• [Data extract]:
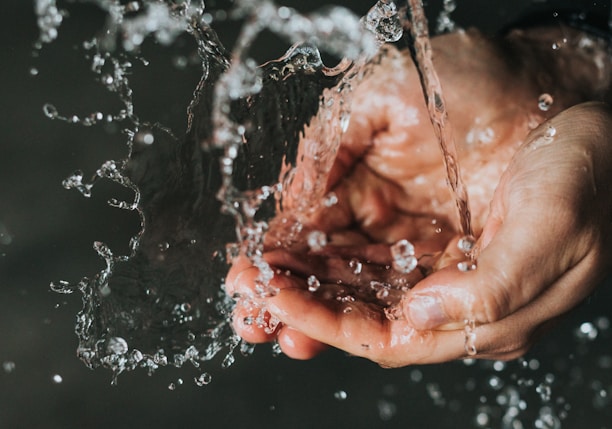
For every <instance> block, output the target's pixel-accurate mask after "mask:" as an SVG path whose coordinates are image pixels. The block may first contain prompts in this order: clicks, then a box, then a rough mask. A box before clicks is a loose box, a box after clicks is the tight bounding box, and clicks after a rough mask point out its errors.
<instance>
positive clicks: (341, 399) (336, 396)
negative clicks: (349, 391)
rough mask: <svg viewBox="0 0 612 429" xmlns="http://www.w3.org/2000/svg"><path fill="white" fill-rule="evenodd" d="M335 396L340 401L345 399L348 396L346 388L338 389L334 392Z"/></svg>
mask: <svg viewBox="0 0 612 429" xmlns="http://www.w3.org/2000/svg"><path fill="white" fill-rule="evenodd" d="M334 398H336V399H337V400H338V401H344V400H345V399H346V398H348V394H347V393H346V392H345V391H344V390H338V391H336V392H334Z"/></svg>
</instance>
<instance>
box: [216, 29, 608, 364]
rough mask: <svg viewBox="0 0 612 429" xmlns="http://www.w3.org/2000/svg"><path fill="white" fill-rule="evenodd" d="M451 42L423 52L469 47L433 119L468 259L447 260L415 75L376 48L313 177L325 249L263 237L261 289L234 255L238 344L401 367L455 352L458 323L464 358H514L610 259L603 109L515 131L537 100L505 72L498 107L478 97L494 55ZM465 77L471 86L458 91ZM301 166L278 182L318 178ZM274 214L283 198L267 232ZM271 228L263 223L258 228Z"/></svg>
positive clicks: (302, 163) (588, 281)
mask: <svg viewBox="0 0 612 429" xmlns="http://www.w3.org/2000/svg"><path fill="white" fill-rule="evenodd" d="M457 37H458V38H457ZM457 37H456V38H449V39H447V40H445V41H444V42H442V43H440V48H439V50H440V51H441V52H442V53H443V52H444V50H445V49H447V50H449V52H452V50H453V47H452V45H453V43H455V44H459V45H460V46H461V48H462V49H464V50H465V49H471V50H472V52H473V55H471V56H470V55H467V56H466V58H470V61H468V62H467V63H465V64H462V65H461V66H460V67H459V68H457V66H456V65H455V67H454V69H453V72H452V73H450V74H448V75H446V76H445V75H443V74H442V73H441V80H442V82H443V85H444V84H445V82H446V84H447V85H448V86H445V94H446V96H447V99H448V100H449V103H448V105H449V106H459V104H458V101H459V100H462V105H461V107H462V108H460V109H457V110H455V111H453V110H451V111H450V113H449V114H450V116H451V118H452V119H453V124H454V125H455V135H456V138H457V141H458V143H459V149H460V153H461V159H460V161H461V166H462V168H463V171H464V173H465V174H464V178H465V181H466V185H467V187H468V190H469V193H470V198H471V200H470V203H471V208H472V212H473V221H474V225H473V226H474V230H475V232H476V234H477V235H478V236H479V240H478V243H477V248H476V251H475V254H474V255H475V256H476V258H477V265H478V268H477V269H476V270H472V271H468V272H463V271H460V270H459V269H458V268H457V262H458V261H460V260H461V259H464V258H465V255H464V254H462V253H461V252H459V251H458V250H457V246H456V242H457V239H458V237H459V235H460V234H459V233H458V230H457V227H456V224H457V221H456V220H455V219H456V213H455V206H454V201H453V199H452V198H451V195H450V194H449V191H448V189H447V188H446V183H445V175H444V171H443V167H442V165H441V155H440V153H439V149H438V147H437V144H436V141H435V138H434V136H433V133H432V131H431V126H430V124H429V119H428V117H427V113H426V112H425V109H424V106H423V102H422V98H421V97H422V95H421V93H420V90H419V89H418V80H417V76H416V73H415V71H414V69H413V68H412V66H411V65H410V63H409V62H408V61H409V60H408V59H407V58H406V57H405V56H402V55H401V54H399V53H397V52H394V51H391V52H390V54H389V55H388V57H387V58H386V59H385V60H384V61H383V63H382V64H381V66H380V67H379V68H378V69H377V71H375V72H374V73H373V75H372V76H371V77H370V78H368V80H367V81H366V82H364V83H363V84H362V85H360V86H359V88H358V89H357V90H356V93H355V97H354V107H353V109H352V116H351V124H350V126H349V129H348V130H347V133H346V134H345V136H344V137H343V140H342V144H341V146H340V148H339V151H338V155H337V158H336V161H335V163H334V165H333V168H332V170H331V173H330V175H329V179H328V182H327V190H328V191H333V192H335V194H336V195H337V197H338V203H337V204H335V205H333V206H332V207H327V208H324V209H321V210H318V211H316V212H315V213H314V214H312V215H311V216H310V218H309V219H308V220H307V221H306V222H305V225H304V226H305V231H312V230H318V231H322V232H323V233H325V234H326V235H327V237H328V240H329V244H328V245H327V246H326V247H324V248H323V249H319V250H312V249H309V248H308V246H307V245H306V243H304V242H305V241H306V238H305V237H306V236H305V235H304V236H303V237H302V245H301V246H299V245H298V246H294V247H292V248H289V249H282V248H276V249H275V248H274V247H275V246H270V249H269V251H268V252H267V253H266V254H265V255H264V258H265V260H266V261H267V262H268V263H269V264H270V265H271V266H272V267H273V268H274V269H275V275H274V277H273V279H272V280H271V282H270V287H271V288H272V289H273V290H276V292H275V293H273V294H267V295H265V296H262V295H258V294H257V293H254V291H256V289H257V286H256V285H257V279H258V277H259V269H258V268H257V267H255V266H254V265H253V264H252V262H251V261H249V260H248V259H247V258H246V257H244V256H242V257H239V258H238V259H237V260H236V261H234V263H233V266H232V268H231V270H230V272H229V274H228V277H227V280H226V287H227V291H228V293H230V294H236V295H239V296H240V297H242V298H240V299H239V300H238V302H237V306H236V310H235V313H234V326H235V328H236V331H237V332H238V334H239V335H241V336H242V337H243V338H244V339H245V340H246V341H250V342H265V341H272V340H275V339H276V340H278V342H279V344H280V346H281V348H282V349H283V351H284V352H285V353H286V354H288V355H289V356H291V357H295V358H310V357H312V356H314V355H315V354H317V353H318V352H320V351H321V350H322V349H323V348H324V347H325V345H331V346H334V347H337V348H340V349H342V350H345V351H347V352H349V353H351V354H354V355H358V356H364V357H366V358H369V359H371V360H373V361H375V362H378V363H380V364H382V365H385V366H402V365H407V364H411V363H419V362H420V363H426V362H427V363H431V362H441V361H447V360H451V359H456V358H460V357H464V356H466V354H467V352H468V350H467V349H466V344H465V341H466V335H465V333H464V330H463V326H464V324H465V321H466V320H469V321H472V322H473V326H474V329H473V333H474V334H475V335H476V336H475V342H474V343H473V344H470V346H475V348H476V351H477V353H478V357H486V358H495V359H507V358H512V357H515V356H517V355H519V354H521V353H523V352H524V351H525V350H526V349H527V348H528V347H529V345H530V344H531V342H532V341H533V340H534V338H535V337H536V336H537V334H538V333H539V332H540V330H541V328H543V327H545V326H546V325H547V324H548V323H549V322H550V321H551V320H554V319H555V318H556V317H558V316H559V315H561V314H562V313H564V312H565V311H567V310H569V309H570V308H572V307H573V306H575V305H576V304H577V303H578V302H579V301H580V300H581V299H582V298H583V297H584V296H586V294H588V293H589V291H590V290H591V289H592V287H593V286H594V285H595V284H596V282H597V280H598V279H600V278H601V276H602V274H603V273H604V271H605V258H606V257H607V256H609V253H610V249H609V246H610V245H609V244H607V243H609V238H610V237H609V236H610V231H609V229H610V219H609V215H610V202H609V201H610V189H609V183H611V180H612V173H611V172H610V165H612V159H611V155H610V150H609V149H607V148H606V146H607V145H606V143H607V142H606V141H605V135H606V134H609V131H610V125H609V121H610V120H609V114H608V112H607V110H606V109H605V108H604V107H603V106H601V105H596V104H588V105H581V106H578V107H575V108H573V109H569V110H567V111H565V112H563V113H561V114H559V115H557V116H555V117H554V118H552V119H551V120H550V121H548V122H545V123H544V124H542V125H540V127H538V128H537V129H536V130H535V131H533V132H532V133H531V134H529V136H528V137H527V138H525V136H527V134H528V131H529V127H530V126H533V123H534V121H535V122H536V123H539V122H542V121H543V120H544V119H545V118H544V116H543V115H542V114H541V113H540V112H538V111H537V110H536V109H533V108H532V105H533V106H535V105H536V103H533V104H529V100H533V99H534V97H535V98H537V94H536V95H534V94H533V89H532V88H530V87H529V85H525V84H523V83H522V82H519V81H515V83H516V85H514V86H513V87H512V89H513V93H512V94H508V97H507V100H511V101H509V102H508V103H507V104H505V105H504V106H503V107H501V106H500V104H499V103H498V102H497V100H494V99H492V98H491V97H490V95H489V94H491V93H492V92H491V91H493V92H494V93H495V94H496V95H497V96H503V95H505V92H504V88H507V87H508V86H506V85H502V84H501V83H500V82H503V83H507V82H508V79H510V80H512V77H511V76H510V75H507V76H505V77H507V79H506V80H503V79H501V80H500V79H499V78H500V77H504V76H500V74H503V73H506V72H505V69H504V67H503V64H501V63H500V62H496V61H495V58H496V57H495V56H494V55H492V53H491V51H490V50H488V49H487V45H486V44H484V45H483V43H484V42H483V40H482V39H481V38H479V37H478V36H474V35H459V36H457ZM442 39H443V38H442ZM440 57H441V60H440V61H439V62H440V63H443V62H444V58H445V56H444V55H440ZM449 58H450V56H449ZM444 69H445V67H440V69H439V70H444ZM457 70H459V72H458V71H457ZM461 71H463V73H464V74H463V75H462V73H461ZM474 73H476V74H479V75H480V80H479V82H478V86H477V87H472V86H470V84H469V82H472V81H473V80H474V79H473V78H474V76H473V75H474ZM466 75H470V77H471V80H468V79H466ZM409 88H412V90H407V89H409ZM447 88H448V89H447ZM506 91H507V90H506ZM466 94H470V97H469V98H466ZM466 107H467V108H466ZM470 107H472V108H473V109H472V110H470ZM560 107H562V106H559V105H558V106H557V107H556V109H557V110H556V111H555V110H552V111H550V112H549V113H550V114H551V115H552V114H554V113H557V112H558V110H560ZM474 109H475V110H474ZM553 130H554V131H553ZM523 141H524V143H523V144H522V145H521V146H520V149H518V151H517V146H518V145H519V144H521V143H522V142H523ZM315 143H316V140H314V139H313V138H312V136H309V135H308V132H306V134H305V138H304V139H303V141H302V143H301V147H300V151H301V152H302V153H303V154H308V153H309V150H308V146H309V145H310V144H315ZM512 157H513V158H512ZM511 158H512V162H511V164H510V166H509V167H508V168H507V169H506V167H507V166H508V162H509V160H510V159H511ZM303 159H305V161H303V162H302V163H301V164H298V166H297V169H296V171H297V172H298V174H297V177H300V175H301V179H300V180H296V181H295V183H294V184H293V186H295V188H294V189H293V190H294V191H296V189H298V190H299V189H300V181H301V180H306V179H305V178H307V177H308V176H309V175H315V174H317V173H318V172H316V171H313V169H312V168H310V167H309V164H308V157H307V156H306V157H304V158H303ZM504 171H505V173H504V174H503V176H502V172H504ZM500 177H501V180H500ZM498 184H499V185H498ZM495 188H497V189H496V190H495ZM494 191H495V192H494ZM289 192H291V189H290V190H289ZM296 193H299V192H296ZM287 201H291V198H288V199H287ZM491 201H492V202H491ZM489 205H490V209H489ZM290 212H291V206H290V205H289V207H287V208H286V213H284V214H283V213H281V214H279V216H278V217H277V219H276V221H278V222H277V225H281V224H282V223H283V222H281V220H282V219H287V217H286V216H287V213H290ZM606 216H607V217H606ZM275 230H276V232H275ZM282 231H283V228H282V227H280V226H277V227H275V222H273V223H272V230H271V233H270V234H271V236H274V234H282ZM402 239H407V240H410V241H411V242H412V243H414V245H415V256H416V257H418V258H419V259H418V260H419V266H418V267H417V269H416V270H414V271H412V272H411V273H409V274H404V273H401V272H399V271H398V270H396V269H394V268H393V264H392V258H391V250H390V245H391V244H392V243H394V242H396V241H398V240H402ZM271 241H272V242H273V241H274V240H271ZM245 297H247V298H246V299H245Z"/></svg>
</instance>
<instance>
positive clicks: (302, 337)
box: [278, 326, 327, 360]
mask: <svg viewBox="0 0 612 429" xmlns="http://www.w3.org/2000/svg"><path fill="white" fill-rule="evenodd" d="M278 343H279V345H280V347H281V350H282V351H283V353H285V355H287V356H288V357H290V358H292V359H298V360H307V359H312V358H314V357H315V356H317V355H318V354H320V353H321V352H322V351H323V350H325V349H326V348H327V345H325V344H323V343H321V342H320V341H317V340H314V339H312V338H310V337H308V336H306V335H304V334H303V333H301V332H300V331H298V330H296V329H293V328H290V327H287V326H285V327H283V328H282V329H281V331H280V332H279V335H278Z"/></svg>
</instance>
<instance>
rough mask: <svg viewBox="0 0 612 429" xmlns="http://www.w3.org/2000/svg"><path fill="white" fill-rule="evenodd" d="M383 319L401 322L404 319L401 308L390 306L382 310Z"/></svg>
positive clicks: (398, 305) (402, 312)
mask: <svg viewBox="0 0 612 429" xmlns="http://www.w3.org/2000/svg"><path fill="white" fill-rule="evenodd" d="M384 312H385V317H386V318H387V319H388V320H392V321H396V320H402V319H403V318H404V312H403V311H402V307H401V306H400V305H391V306H389V307H385V308H384Z"/></svg>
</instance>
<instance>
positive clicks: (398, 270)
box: [391, 240, 419, 274]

• [Exercise goal]: Please collect every line in the data above that contains the word "rough", and copy each such line in full.

• [Final answer]:
For every <instance> block, output the target's pixel-accurate mask after "mask:" as an SVG path whose coordinates are image pixels. The block may first contain prompts in this order: clicks, then a box, then a rough mask. A box before clicks is a loose box, a box after clicks is the tight bounding box, and clicks after a rough mask point out its errors.
rough mask: <svg viewBox="0 0 612 429" xmlns="http://www.w3.org/2000/svg"><path fill="white" fill-rule="evenodd" d="M335 396L340 401L345 399L348 396L346 388L338 389L334 392Z"/></svg>
rough mask: <svg viewBox="0 0 612 429" xmlns="http://www.w3.org/2000/svg"><path fill="white" fill-rule="evenodd" d="M451 42L423 52L469 47L433 119L468 259L447 260L415 75L376 48L313 177L325 249L263 237L261 289L234 255L238 344L401 367L455 352L458 323L464 358H514L610 259L603 109L515 131L537 100L505 72L498 107L478 97L494 55ZM465 77L471 86L458 91ZM301 166L278 182L318 178ZM274 214L283 198L267 232ZM271 228L263 223L258 228Z"/></svg>
rough mask: <svg viewBox="0 0 612 429" xmlns="http://www.w3.org/2000/svg"><path fill="white" fill-rule="evenodd" d="M383 319L401 322L404 319L401 308L390 306L382 310Z"/></svg>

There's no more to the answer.